• ACTION ITEM: Please set down the records exactly, keeping every line.

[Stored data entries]

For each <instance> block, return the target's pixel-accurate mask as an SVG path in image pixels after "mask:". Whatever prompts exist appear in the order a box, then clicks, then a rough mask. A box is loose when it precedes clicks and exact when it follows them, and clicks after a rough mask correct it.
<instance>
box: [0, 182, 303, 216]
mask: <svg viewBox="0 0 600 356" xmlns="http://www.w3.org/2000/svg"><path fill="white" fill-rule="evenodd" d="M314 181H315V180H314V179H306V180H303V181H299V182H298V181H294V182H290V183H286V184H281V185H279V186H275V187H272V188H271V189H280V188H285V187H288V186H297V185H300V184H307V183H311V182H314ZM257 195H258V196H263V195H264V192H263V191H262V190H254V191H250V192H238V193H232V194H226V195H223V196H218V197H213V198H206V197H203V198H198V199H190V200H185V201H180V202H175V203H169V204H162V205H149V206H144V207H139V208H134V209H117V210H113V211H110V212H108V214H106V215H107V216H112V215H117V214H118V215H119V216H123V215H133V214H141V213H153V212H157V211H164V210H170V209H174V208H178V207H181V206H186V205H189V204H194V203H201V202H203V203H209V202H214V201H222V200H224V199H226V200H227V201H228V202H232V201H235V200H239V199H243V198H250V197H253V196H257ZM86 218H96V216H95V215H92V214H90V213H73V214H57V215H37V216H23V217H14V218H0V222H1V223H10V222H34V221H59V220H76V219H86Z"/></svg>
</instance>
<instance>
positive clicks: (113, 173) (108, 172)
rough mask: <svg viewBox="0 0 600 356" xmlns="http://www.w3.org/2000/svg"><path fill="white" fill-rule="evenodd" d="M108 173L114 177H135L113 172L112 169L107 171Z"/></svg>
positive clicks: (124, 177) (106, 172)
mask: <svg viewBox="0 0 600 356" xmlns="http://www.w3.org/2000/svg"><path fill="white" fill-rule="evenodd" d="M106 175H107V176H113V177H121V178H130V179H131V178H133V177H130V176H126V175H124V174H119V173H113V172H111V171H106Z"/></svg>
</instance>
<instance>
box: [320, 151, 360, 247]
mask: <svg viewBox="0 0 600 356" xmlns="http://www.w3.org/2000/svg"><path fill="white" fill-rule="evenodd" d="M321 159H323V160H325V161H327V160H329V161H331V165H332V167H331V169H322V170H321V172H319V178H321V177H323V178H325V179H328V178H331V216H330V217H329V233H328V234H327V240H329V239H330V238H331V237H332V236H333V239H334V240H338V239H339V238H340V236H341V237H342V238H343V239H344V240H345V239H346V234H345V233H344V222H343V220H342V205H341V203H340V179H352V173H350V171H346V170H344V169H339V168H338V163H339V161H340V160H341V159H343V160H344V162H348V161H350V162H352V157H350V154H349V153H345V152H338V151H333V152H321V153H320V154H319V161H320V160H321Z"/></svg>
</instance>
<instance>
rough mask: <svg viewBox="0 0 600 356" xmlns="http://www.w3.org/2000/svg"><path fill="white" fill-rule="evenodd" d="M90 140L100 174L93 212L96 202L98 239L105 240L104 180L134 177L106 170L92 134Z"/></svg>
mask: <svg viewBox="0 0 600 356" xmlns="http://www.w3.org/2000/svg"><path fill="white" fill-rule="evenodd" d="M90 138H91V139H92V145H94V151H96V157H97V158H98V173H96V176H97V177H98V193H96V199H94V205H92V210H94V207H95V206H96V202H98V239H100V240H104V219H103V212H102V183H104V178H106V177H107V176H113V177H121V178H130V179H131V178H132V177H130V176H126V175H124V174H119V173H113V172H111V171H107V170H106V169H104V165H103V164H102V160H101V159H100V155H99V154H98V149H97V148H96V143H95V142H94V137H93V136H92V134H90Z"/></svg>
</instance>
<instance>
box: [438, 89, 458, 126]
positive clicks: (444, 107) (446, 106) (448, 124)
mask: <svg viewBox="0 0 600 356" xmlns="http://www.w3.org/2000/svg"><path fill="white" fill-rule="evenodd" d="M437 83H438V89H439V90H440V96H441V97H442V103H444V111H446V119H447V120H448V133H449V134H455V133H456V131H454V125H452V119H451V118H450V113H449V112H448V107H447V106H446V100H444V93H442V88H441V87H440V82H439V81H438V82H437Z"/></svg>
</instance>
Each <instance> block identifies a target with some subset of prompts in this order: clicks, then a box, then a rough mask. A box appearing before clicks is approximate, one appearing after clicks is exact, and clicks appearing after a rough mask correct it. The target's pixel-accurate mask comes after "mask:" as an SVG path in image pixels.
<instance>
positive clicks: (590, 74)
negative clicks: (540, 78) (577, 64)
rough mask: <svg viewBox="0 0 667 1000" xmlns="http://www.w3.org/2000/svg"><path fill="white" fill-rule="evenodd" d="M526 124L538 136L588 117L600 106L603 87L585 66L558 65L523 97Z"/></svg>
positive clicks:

• WRITTEN SOLUTION:
For each <instance> block, return the target's pixel-accurate mask as an SVG path in image pixels after "mask:". Whatever prompts exist appear in the order a box, then clicks, then a rough mask. A box is loose when it precedes clicks and exact when it follows them, and clicks after a rough mask correct it.
<instance>
box: [0, 182, 303, 216]
mask: <svg viewBox="0 0 600 356" xmlns="http://www.w3.org/2000/svg"><path fill="white" fill-rule="evenodd" d="M314 181H315V180H314V179H306V180H303V181H299V182H298V181H294V182H290V183H286V184H281V185H279V186H275V187H272V188H271V189H280V188H285V187H288V186H297V185H300V184H307V183H311V182H314ZM257 195H258V196H263V195H264V192H263V191H262V190H254V191H250V192H238V193H232V194H226V195H223V196H218V197H213V198H206V197H203V198H198V199H190V200H185V201H180V202H175V203H169V204H162V205H149V206H144V207H139V208H134V209H117V210H113V211H110V212H108V214H106V215H107V216H112V215H117V214H118V215H119V216H123V215H133V214H141V213H153V212H157V211H164V210H170V209H174V208H178V207H181V206H186V205H189V204H194V203H201V202H203V203H209V202H214V201H222V200H224V199H226V200H227V201H228V202H232V201H235V200H239V199H243V198H250V197H253V196H257ZM86 218H96V216H95V215H92V214H90V213H73V214H57V215H37V216H23V217H14V218H0V222H1V223H10V222H34V221H59V220H76V219H86Z"/></svg>
</instance>
<instance>
positive clicks: (113, 173) (108, 172)
rough mask: <svg viewBox="0 0 600 356" xmlns="http://www.w3.org/2000/svg"><path fill="white" fill-rule="evenodd" d="M108 173L114 177H135L113 172L112 169L107 171Z"/></svg>
positive clicks: (124, 177) (106, 172)
mask: <svg viewBox="0 0 600 356" xmlns="http://www.w3.org/2000/svg"><path fill="white" fill-rule="evenodd" d="M106 175H107V176H113V177H121V178H130V179H131V178H133V177H130V176H126V175H124V174H119V173H113V172H111V171H106Z"/></svg>
</instance>
<instance>
box: [320, 151, 360, 247]
mask: <svg viewBox="0 0 600 356" xmlns="http://www.w3.org/2000/svg"><path fill="white" fill-rule="evenodd" d="M321 159H323V160H325V161H327V160H329V161H331V165H332V167H331V169H322V170H321V172H319V178H321V177H323V178H325V179H328V178H331V216H330V217H329V233H328V234H327V240H329V239H330V238H331V237H332V236H333V239H334V240H338V239H339V238H340V236H341V237H342V238H343V239H344V240H345V239H346V234H345V233H344V222H343V220H342V205H341V203H340V179H352V173H350V171H346V170H344V169H339V168H338V163H339V161H340V160H341V159H343V160H344V162H348V161H350V162H352V157H350V154H349V153H345V152H338V151H333V152H321V153H320V154H319V161H320V160H321Z"/></svg>
</instance>
<instance>
rough mask: <svg viewBox="0 0 600 356" xmlns="http://www.w3.org/2000/svg"><path fill="white" fill-rule="evenodd" d="M90 140L100 174L93 212L96 202L98 239L105 240L104 180L134 177L106 170L92 134Z"/></svg>
mask: <svg viewBox="0 0 600 356" xmlns="http://www.w3.org/2000/svg"><path fill="white" fill-rule="evenodd" d="M90 138H91V139H92V145H94V151H96V157H97V158H98V173H96V176H97V177H98V193H96V199H94V205H92V210H94V207H95V206H96V202H98V239H100V240H104V219H103V212H102V183H104V178H106V177H107V176H113V177H121V178H130V179H131V178H132V177H130V176H126V175H124V174H119V173H113V172H111V171H107V170H106V169H104V165H103V164H102V160H101V159H100V155H99V154H98V149H97V148H96V143H95V142H94V137H93V136H92V134H90Z"/></svg>
</instance>
<instance>
box: [438, 89, 458, 126]
positive clicks: (444, 107) (446, 106) (448, 124)
mask: <svg viewBox="0 0 600 356" xmlns="http://www.w3.org/2000/svg"><path fill="white" fill-rule="evenodd" d="M437 83H438V89H439V90H440V96H441V97H442V103H444V111H446V119H447V120H448V133H449V134H455V133H456V131H454V125H452V119H451V118H450V113H449V112H448V107H447V106H446V100H444V93H442V88H441V87H440V82H439V81H438V82H437Z"/></svg>
</instance>
Each <instance> block identifies a target with some subset of prompts in this order: clicks, then a box, then a rough mask. A box appearing before clicks is approximate, one appearing after clicks is exact, and clicks appearing after a rough mask correct it. The target's pixel-accurate mask comes after "mask:" as an SVG path in image pixels.
<instance>
positive clicks: (590, 74)
negative clicks: (540, 78) (577, 64)
rough mask: <svg viewBox="0 0 667 1000" xmlns="http://www.w3.org/2000/svg"><path fill="white" fill-rule="evenodd" d="M526 124L538 136L588 117L600 106L603 87L585 66L558 65L523 97Z"/></svg>
positive clicks:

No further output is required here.